[Image items on named regions]
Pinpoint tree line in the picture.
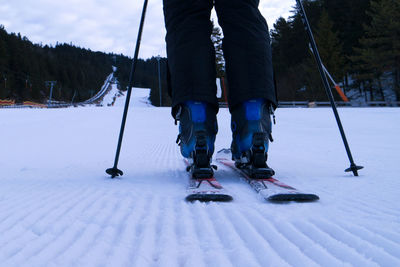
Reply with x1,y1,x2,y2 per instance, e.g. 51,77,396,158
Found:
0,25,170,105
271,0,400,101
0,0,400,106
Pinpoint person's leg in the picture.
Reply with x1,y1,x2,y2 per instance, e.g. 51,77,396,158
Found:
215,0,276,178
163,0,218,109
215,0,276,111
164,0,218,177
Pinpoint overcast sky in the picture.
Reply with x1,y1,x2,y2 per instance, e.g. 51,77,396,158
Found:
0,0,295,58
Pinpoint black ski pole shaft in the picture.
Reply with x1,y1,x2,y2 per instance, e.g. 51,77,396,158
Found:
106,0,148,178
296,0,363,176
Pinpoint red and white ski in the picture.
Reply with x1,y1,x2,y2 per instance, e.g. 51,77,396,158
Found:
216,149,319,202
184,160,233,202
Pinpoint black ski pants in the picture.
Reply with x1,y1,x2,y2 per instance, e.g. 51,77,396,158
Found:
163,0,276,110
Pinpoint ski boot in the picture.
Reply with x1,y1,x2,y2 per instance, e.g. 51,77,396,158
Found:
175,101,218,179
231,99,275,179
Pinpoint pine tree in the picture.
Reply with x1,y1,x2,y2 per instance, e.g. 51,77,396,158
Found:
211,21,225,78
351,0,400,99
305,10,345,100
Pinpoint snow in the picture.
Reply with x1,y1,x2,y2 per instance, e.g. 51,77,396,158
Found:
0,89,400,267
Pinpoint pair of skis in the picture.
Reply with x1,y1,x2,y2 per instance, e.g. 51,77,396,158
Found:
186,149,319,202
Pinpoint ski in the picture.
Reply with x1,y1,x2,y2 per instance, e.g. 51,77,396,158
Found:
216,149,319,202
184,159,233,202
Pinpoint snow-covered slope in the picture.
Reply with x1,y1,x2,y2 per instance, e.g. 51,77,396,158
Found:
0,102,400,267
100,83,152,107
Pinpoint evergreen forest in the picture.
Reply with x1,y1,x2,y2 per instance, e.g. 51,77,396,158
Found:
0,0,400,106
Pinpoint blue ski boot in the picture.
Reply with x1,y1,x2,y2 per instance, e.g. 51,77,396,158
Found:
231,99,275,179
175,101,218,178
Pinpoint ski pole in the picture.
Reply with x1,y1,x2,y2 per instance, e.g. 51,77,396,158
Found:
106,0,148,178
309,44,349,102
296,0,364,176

[WHAT YOU ARE ASKED TO DO]
Please put every line of the items above into a numbered list, skipping blank lines and leaving out the pictures.

[EXERCISE RESPONSE]
1. Pinpoint tree line in the picture.
2. Reply with x1,y1,x2,y2 per instance, e.g. 51,77,396,158
3. Found:
4. 0,25,170,105
5. 271,0,400,101
6. 0,0,400,106
7. Pinpoint person's leg in the picture.
8. Reply with x1,y1,x2,y2 per instance, e.g. 51,77,396,158
9. Found:
10. 215,0,276,178
11. 163,0,218,109
12. 215,0,276,111
13. 164,0,218,177
14. Pinpoint overcast sky in the picture.
15. Reply with x1,y1,x2,y2 per instance, e.g. 51,77,396,158
16. Found:
17. 0,0,295,58
18. Pinpoint black ski pole shaft in the picture.
19. Reply with x1,y1,x2,y2 per instance, e.g. 51,77,396,158
20. Found:
21. 106,0,148,178
22. 296,0,363,176
23. Pinpoint red and white ski in the picture.
24. Reply with x1,y1,x2,y2 per instance, e.g. 51,77,396,158
25. Found:
26. 216,149,319,202
27. 184,160,233,202
28. Pinpoint black ski pants in the picture.
29. Reply with x1,y1,x2,y2 per instance, e.g. 51,77,396,158
30. Found:
31. 163,0,276,110
32. Pinpoint ski boot in the picture.
33. Reply with x1,y1,x2,y2 per instance, e.g. 51,77,396,158
34. Found:
35. 175,101,218,179
36. 231,99,275,179
37. Pinpoint pine tree in the picture.
38. Reply with x1,y1,x2,y2 per instance, e.g. 51,77,396,158
39. Found:
40. 211,21,225,78
41. 351,0,400,99
42. 305,10,345,100
43. Pinpoint snow in the picture.
44. Reply with x1,y1,x2,y2 per instance, e.g. 51,77,396,158
45. Found:
46. 0,89,400,267
47. Pinpoint pair of skis in the picture.
48. Reply with x1,y1,x2,y2 per instance, e.g. 51,77,396,158
49. Found:
50. 186,149,319,202
51. Pinpoint ski in the picture.
52. Reply with x1,y1,x2,y2 per instance, e.g. 51,77,396,158
53. Found:
54. 216,149,319,202
55. 184,159,233,202
56. Pinpoint snow-covered slope in the picture.
57. Reply with x1,y1,x2,y2 per instance, e.g. 51,77,396,158
58. Found:
59. 0,102,400,267
60. 100,83,152,107
61. Pinpoint evergreen forest in the picture.
62. Reply with x1,y1,x2,y2 per instance, e.g. 51,77,396,158
63. Found:
64. 0,0,400,106
65. Pinpoint blue ski boot in the picture.
66. Reply with x1,y1,x2,y2 per instance, e.g. 51,77,396,158
67. Found:
68. 231,99,275,179
69. 175,101,218,178
70. Pinpoint ski pole in the picture.
71. Reply with x1,y1,x2,y2 per instance, e.g. 51,77,396,158
72. Found:
73. 106,0,148,178
74. 309,44,349,102
75. 296,0,364,176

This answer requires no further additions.